■ **Seitenauszug**:
----------------

Anderen Filmfestivals ist es schlechter ergangen. In Cannes sahen sich die Filmfestspiele zunächst gezwungen, den für Mitte Mai geplanten Start zu verschieben. Inzwischen ist auch der Ausweichtermin Ende Juni nicht mehr möglich. Abgesagt ist das Filmfestival offiziell noch nicht, doch hat der Bewegungsspielraum in der zweiten Jahreshälfte natürliche Grenzen: Anfang September beginnen die Filmfestspiele von Venedig. Bisher jedenfalls hält man dort an diesem Termin fest.

Einige renommierte Festivals wie die Internationalen Kurzfilmtage Oberhausen behelfen sich mit Onlineversionen, in denen die Filme gestreamt werden. Eine Notlösung, bei der vieles von dem, was den Reiz eines Festivals ausmacht – Filme auf großer Leinwand, die Stimmung im Kinosaal, Begegnungen im nichtdigitalen Raum – wegfällt. Sowohl Cannes als auch Venedig haben Onlinevarianten als Alternative ausgeschlossen. Beide Festivals sollen in Verhandlungen stehen, um gegebenenfalls einige Termine zu „teilen“.

----------------

■ **Erfasste Daten**:
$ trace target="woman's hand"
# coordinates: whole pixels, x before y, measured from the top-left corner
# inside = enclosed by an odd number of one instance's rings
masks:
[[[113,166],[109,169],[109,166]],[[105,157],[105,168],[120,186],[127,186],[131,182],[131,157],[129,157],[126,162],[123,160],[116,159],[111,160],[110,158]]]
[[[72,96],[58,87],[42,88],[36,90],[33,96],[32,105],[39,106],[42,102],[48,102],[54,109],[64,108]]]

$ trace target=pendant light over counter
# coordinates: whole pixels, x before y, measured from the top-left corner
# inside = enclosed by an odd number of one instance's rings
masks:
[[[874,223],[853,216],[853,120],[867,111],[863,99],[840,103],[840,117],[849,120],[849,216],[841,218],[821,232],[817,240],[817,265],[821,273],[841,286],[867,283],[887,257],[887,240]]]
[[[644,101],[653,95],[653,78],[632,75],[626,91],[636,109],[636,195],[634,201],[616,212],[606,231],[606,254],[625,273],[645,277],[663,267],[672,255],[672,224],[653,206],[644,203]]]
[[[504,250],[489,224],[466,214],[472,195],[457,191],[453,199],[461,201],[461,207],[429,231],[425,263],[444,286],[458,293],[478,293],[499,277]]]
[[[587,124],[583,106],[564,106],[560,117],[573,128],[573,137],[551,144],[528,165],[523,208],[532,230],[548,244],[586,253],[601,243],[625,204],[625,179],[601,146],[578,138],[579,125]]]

----------------

■ **Übungsaufgaben**:
- a) Stimmen die folgenden Aussagen mit dem Seitenauszug überein? Antworte jeweils mit Ja oder Nein und belege dies mit den entscheidenden Worten des Textes als wörtliches Zitat.
(i) Das Filmfestival in Cannes ist offiziell abgesagt.
(ii) Die Internationalen Kurzfilmtage Oberhausen zeigen ihre Filme in Onlineversionen per Stream.
(iii) Venedig hat Onlinevarianten als Alternative ausgeschlossen.
- b) Zitiere aus dem Seitenauszug wörtlich alles von „Anderen Filmfestivals ist“ bis einschließlich „diesem Termin fest.“.

■ **Lösungen**:
- a)
(i) Nein: „Abgesagt ist das Filmfestival offiziell noch nicht“
(ii) Ja: „Einige renommierte Festivals wie die Internationalen Kurzfilmtage Oberhausen behelfen sich mit Onlineversionen, in denen die Filme gestreamt werden.“
(iii) Ja: „Sowohl Cannes als auch Venedig haben Onlinevarianten als Alternative ausgeschlossen.“

- b)
Anderen Filmfestivals ist es schlechter ergangen. In Cannes sahen sich die Filmfestspiele zunächst gezwungen, den für Mitte Mai geplanten Start zu verschieben. Inzwischen ist auch der Ausweichtermin Ende Juni nicht mehr möglich. Abgesagt ist das Filmfestival offiziell noch nicht, doch hat der Bewegungsspielraum in der zweiten Jahreshälfte natürliche Grenzen: Anfang September beginnen die Filmfestspiele von Venedig. Bisher jedenfalls hält man dort an diesem Termin fest.